Referring expression pointing data:
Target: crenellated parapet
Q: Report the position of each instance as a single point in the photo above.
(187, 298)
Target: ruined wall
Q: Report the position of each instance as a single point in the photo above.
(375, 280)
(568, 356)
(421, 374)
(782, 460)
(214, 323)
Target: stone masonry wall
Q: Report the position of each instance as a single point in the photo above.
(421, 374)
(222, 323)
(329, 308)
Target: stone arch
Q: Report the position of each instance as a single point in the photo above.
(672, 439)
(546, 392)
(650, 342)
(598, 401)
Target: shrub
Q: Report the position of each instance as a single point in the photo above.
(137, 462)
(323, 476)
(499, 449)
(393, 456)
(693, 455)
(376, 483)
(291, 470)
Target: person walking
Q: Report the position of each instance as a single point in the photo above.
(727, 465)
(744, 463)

■ Task brief
Look above for the line that contains "Target: ruined wall". Starting there, transcribe every line exactly until you have copied the line that contains "Target: person walking".

■ Expected answer
Target: ruined wall
Q: Report the position of each instance as a single point in the photo above.
(375, 280)
(568, 356)
(421, 374)
(782, 460)
(214, 323)
Target: stone masonry wall
Q: Report the position of each instance as a single point in the photo above.
(421, 374)
(222, 323)
(329, 308)
Target: stone arch
Q: Report the position of each instance as a single point in the photo above.
(672, 439)
(546, 392)
(650, 342)
(598, 401)
Target: shrub
Q: Report the position of each instance as a single point in the photo above.
(137, 462)
(323, 476)
(499, 449)
(393, 456)
(693, 455)
(376, 483)
(291, 470)
Target: person walking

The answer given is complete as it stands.